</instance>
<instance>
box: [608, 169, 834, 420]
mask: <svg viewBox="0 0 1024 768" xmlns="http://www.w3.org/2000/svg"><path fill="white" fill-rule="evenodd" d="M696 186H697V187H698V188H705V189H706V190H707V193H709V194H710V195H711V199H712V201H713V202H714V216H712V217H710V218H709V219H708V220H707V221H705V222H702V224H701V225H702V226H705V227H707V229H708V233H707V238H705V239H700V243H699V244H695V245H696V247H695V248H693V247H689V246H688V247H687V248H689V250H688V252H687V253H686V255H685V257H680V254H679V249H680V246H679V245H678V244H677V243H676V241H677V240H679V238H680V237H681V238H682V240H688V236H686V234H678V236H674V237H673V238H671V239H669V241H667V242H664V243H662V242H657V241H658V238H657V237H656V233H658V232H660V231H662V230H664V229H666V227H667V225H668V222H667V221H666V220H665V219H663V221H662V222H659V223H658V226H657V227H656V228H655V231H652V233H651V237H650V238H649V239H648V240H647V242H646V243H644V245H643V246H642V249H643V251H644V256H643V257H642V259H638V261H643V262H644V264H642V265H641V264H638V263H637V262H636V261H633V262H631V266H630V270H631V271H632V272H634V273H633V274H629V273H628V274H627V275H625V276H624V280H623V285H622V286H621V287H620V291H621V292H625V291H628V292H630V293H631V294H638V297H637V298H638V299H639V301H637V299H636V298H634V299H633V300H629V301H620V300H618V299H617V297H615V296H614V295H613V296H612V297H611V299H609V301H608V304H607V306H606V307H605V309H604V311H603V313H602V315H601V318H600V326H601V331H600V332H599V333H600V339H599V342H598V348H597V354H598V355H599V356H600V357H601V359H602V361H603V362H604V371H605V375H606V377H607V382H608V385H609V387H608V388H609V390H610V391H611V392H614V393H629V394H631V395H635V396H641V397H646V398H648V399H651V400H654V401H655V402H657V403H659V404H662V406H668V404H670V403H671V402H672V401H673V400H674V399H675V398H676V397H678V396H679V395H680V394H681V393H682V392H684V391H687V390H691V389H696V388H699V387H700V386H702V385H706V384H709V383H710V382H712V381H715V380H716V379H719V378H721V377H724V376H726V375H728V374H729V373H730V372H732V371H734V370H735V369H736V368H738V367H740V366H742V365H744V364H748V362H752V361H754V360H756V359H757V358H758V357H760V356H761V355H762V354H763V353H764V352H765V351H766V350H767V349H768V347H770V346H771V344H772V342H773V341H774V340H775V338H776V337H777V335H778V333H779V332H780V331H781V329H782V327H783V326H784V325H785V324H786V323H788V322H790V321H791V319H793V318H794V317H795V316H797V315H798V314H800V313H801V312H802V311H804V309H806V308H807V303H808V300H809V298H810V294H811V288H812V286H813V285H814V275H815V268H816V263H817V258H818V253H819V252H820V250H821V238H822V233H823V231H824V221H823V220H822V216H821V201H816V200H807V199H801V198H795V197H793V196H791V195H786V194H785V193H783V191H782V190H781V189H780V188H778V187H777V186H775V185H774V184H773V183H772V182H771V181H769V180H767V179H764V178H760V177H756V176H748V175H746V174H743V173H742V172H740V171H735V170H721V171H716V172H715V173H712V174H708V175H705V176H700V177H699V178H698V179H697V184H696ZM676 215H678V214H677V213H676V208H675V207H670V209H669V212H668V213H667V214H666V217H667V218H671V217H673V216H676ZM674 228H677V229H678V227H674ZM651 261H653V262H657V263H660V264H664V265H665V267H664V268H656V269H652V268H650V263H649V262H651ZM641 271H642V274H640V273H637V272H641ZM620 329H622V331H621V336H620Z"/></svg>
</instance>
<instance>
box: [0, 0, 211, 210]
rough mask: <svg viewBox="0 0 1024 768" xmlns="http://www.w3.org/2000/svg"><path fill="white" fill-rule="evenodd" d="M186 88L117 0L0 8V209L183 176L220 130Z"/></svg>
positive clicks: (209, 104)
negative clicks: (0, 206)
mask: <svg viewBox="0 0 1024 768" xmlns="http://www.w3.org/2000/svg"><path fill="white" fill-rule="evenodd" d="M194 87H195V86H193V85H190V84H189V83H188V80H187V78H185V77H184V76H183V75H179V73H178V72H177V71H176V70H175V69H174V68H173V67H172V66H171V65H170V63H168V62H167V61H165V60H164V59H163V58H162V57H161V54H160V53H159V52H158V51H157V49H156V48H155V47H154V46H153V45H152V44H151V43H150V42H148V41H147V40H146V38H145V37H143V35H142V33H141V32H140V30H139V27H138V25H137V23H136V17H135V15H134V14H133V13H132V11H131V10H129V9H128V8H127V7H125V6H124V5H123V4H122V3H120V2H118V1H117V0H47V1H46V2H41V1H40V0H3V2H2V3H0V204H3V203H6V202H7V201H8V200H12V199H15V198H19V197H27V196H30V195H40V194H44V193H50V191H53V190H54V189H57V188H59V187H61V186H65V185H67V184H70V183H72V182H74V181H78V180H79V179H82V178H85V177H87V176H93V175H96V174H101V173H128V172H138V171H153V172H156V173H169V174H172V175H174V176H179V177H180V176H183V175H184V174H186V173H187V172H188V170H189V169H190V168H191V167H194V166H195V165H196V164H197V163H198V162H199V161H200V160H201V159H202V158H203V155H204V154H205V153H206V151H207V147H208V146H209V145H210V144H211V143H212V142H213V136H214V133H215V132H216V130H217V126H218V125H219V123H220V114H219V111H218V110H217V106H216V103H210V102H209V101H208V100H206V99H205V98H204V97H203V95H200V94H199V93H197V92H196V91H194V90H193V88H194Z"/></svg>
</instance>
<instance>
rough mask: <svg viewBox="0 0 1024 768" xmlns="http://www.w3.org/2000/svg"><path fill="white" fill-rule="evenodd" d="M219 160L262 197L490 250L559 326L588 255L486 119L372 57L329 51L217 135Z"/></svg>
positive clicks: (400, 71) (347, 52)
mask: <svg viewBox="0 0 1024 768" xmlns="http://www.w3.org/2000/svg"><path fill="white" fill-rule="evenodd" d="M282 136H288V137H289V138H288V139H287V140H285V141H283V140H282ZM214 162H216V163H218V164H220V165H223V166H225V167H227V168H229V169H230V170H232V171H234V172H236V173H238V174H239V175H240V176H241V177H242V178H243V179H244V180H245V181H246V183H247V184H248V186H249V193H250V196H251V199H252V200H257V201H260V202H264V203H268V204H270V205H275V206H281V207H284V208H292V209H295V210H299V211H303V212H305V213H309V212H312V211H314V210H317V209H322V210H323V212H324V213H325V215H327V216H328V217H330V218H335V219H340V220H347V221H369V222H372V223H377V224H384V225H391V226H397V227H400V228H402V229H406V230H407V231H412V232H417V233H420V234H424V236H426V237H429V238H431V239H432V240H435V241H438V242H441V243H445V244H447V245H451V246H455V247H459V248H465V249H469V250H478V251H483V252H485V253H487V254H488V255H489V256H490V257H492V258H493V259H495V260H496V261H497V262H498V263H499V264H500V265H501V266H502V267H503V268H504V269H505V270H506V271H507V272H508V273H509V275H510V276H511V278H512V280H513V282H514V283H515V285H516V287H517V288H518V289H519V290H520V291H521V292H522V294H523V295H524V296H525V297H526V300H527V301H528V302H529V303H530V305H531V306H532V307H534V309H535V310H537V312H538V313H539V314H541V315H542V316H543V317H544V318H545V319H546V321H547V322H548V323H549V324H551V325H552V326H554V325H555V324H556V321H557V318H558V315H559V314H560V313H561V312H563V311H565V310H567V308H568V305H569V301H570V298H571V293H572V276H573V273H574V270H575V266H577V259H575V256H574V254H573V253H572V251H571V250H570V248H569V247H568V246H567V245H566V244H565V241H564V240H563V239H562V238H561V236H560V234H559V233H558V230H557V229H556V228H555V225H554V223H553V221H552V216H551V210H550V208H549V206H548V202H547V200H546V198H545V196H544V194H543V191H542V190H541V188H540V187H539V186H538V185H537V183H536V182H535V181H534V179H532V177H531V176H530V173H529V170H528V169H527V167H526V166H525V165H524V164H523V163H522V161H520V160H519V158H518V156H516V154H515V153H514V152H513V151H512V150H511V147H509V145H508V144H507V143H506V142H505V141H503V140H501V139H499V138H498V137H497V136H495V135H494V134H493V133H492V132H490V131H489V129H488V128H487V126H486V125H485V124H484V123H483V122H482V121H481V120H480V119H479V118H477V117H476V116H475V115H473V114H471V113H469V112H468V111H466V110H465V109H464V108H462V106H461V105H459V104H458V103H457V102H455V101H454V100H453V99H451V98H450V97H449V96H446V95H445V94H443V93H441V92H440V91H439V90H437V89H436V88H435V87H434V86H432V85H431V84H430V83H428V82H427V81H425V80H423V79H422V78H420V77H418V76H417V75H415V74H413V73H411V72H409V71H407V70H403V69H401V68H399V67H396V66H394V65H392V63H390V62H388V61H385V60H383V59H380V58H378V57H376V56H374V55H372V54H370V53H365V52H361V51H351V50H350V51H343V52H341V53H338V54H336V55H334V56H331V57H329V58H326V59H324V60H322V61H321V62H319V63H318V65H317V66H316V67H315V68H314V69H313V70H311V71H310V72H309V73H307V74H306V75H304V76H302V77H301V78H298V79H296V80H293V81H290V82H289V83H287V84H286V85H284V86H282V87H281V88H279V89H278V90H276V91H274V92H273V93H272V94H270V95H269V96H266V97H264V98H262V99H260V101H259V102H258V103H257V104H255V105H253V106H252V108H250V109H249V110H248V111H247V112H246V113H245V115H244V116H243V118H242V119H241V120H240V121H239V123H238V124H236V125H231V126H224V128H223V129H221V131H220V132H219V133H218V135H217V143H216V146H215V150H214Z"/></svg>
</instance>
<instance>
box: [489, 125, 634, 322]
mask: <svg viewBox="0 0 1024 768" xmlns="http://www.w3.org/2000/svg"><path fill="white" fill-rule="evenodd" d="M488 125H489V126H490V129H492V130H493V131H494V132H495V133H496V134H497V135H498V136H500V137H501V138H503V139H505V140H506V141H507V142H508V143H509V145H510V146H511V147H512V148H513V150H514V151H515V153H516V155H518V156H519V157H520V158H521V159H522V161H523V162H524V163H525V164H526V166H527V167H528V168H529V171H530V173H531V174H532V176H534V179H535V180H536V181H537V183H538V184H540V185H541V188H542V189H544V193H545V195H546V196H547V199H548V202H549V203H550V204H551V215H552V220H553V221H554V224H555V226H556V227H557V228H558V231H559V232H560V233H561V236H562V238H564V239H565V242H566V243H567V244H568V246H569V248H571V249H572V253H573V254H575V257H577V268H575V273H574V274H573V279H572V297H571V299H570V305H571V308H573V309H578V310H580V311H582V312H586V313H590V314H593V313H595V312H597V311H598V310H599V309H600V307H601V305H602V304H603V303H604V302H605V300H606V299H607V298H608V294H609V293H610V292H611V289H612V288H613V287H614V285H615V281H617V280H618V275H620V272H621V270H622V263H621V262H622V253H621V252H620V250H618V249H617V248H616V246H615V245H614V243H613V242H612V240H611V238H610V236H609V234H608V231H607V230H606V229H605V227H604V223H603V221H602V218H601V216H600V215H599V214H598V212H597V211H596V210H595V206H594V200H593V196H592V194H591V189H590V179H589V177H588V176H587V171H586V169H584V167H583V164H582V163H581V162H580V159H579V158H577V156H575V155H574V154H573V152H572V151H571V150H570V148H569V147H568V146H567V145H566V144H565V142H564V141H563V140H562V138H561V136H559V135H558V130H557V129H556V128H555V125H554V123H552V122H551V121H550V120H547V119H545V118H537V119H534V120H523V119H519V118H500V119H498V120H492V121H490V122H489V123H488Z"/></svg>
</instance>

- - - -

Task ▸ Note each line of the material holding "rough" and copy it out.

Your solution ▸
rough mask: <svg viewBox="0 0 1024 768" xmlns="http://www.w3.org/2000/svg"><path fill="white" fill-rule="evenodd" d="M186 88L117 0L0 8V209L183 176L220 130Z"/></svg>
rough mask: <svg viewBox="0 0 1024 768" xmlns="http://www.w3.org/2000/svg"><path fill="white" fill-rule="evenodd" d="M219 160L262 197L490 250L559 326L588 255L486 119L372 57L329 51L217 135Z"/></svg>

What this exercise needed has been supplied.